_WORK TO BE COMPLETED_.
Needed from the entries below: every line that holds the word "wooden".

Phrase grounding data
§

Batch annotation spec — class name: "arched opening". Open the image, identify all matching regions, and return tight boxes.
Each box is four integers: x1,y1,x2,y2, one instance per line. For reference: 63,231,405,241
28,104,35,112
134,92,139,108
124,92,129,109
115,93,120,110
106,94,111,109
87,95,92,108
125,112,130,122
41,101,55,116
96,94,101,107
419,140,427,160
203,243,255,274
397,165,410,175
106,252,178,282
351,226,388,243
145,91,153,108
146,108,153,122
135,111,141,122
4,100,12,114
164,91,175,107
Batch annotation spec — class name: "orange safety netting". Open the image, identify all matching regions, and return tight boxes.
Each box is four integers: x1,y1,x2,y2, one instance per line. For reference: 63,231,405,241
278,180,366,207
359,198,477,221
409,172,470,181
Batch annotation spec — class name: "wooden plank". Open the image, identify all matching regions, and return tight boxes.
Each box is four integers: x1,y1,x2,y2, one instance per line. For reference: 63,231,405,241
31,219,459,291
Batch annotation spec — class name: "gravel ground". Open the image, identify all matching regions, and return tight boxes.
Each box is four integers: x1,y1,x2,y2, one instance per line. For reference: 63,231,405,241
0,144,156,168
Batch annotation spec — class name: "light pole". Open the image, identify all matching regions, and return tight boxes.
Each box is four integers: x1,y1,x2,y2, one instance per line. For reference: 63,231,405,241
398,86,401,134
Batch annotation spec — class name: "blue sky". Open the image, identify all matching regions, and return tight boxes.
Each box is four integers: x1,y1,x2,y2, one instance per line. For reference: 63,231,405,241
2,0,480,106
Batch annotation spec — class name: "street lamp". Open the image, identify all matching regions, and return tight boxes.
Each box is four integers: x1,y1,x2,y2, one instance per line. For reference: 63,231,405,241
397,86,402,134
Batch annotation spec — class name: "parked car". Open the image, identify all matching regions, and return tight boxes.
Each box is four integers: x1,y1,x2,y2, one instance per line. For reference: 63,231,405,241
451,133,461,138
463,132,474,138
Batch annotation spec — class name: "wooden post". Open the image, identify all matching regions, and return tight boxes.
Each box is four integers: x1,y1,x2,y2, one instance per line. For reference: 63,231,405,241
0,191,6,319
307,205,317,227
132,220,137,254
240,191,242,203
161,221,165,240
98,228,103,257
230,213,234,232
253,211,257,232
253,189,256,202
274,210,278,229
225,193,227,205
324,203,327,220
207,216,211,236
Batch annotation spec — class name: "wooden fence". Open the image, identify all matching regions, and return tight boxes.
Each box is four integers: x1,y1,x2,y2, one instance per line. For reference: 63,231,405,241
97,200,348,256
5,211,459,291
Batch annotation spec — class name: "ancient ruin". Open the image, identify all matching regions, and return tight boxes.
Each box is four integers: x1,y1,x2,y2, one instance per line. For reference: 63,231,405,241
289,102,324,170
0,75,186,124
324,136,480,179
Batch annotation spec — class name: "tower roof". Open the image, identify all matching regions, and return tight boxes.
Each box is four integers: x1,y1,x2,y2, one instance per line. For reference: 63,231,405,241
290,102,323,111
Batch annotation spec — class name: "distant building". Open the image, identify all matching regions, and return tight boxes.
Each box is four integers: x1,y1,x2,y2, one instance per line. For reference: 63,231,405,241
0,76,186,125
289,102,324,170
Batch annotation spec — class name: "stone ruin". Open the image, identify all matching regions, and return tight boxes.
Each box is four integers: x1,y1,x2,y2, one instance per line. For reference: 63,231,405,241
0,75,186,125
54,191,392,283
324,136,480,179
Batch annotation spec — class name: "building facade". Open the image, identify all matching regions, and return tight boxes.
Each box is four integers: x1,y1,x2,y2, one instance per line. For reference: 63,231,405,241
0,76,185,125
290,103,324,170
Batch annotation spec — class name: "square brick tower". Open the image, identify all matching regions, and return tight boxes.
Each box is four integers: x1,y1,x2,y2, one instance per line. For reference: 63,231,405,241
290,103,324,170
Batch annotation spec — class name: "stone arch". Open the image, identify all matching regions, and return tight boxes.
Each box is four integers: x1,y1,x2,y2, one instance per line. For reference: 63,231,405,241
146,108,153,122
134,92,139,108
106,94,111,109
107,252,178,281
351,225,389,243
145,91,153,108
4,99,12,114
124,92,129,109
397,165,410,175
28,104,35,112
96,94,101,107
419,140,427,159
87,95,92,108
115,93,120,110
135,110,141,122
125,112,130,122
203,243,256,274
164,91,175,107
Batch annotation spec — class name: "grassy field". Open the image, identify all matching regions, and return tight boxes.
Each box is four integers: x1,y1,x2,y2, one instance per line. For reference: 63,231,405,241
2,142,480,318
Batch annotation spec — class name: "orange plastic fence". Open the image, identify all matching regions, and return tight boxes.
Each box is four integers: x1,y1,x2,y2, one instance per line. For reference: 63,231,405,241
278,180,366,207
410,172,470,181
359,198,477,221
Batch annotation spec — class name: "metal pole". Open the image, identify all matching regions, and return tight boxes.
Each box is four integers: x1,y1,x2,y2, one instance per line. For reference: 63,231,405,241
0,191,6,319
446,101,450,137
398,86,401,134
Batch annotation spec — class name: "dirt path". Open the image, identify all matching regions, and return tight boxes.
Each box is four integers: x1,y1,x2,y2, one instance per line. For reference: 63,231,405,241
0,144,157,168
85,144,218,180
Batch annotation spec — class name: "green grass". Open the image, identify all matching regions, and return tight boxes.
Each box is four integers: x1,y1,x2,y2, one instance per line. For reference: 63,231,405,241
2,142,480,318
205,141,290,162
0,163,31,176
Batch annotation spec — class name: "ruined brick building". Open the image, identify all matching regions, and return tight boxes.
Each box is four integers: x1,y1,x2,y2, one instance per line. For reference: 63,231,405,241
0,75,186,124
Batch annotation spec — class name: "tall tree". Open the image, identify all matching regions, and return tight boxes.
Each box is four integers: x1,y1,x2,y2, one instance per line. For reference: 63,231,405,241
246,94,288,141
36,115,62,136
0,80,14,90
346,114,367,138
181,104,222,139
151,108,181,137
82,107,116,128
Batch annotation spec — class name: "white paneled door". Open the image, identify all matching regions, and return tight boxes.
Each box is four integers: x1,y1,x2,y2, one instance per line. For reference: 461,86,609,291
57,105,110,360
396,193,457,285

§

_RESPONSE AREA_.
Batch annotation spec — class name: "wooden plank". Open the image, identify all matching regions, and return tight boxes.
Batch annotation spec — class name: "wooden post". Open the image, identify all matching regions, and return tight boxes.
Batch annotation spec — class name: "wooden fence". Open the image, identify all matching regions, and return tight boxes.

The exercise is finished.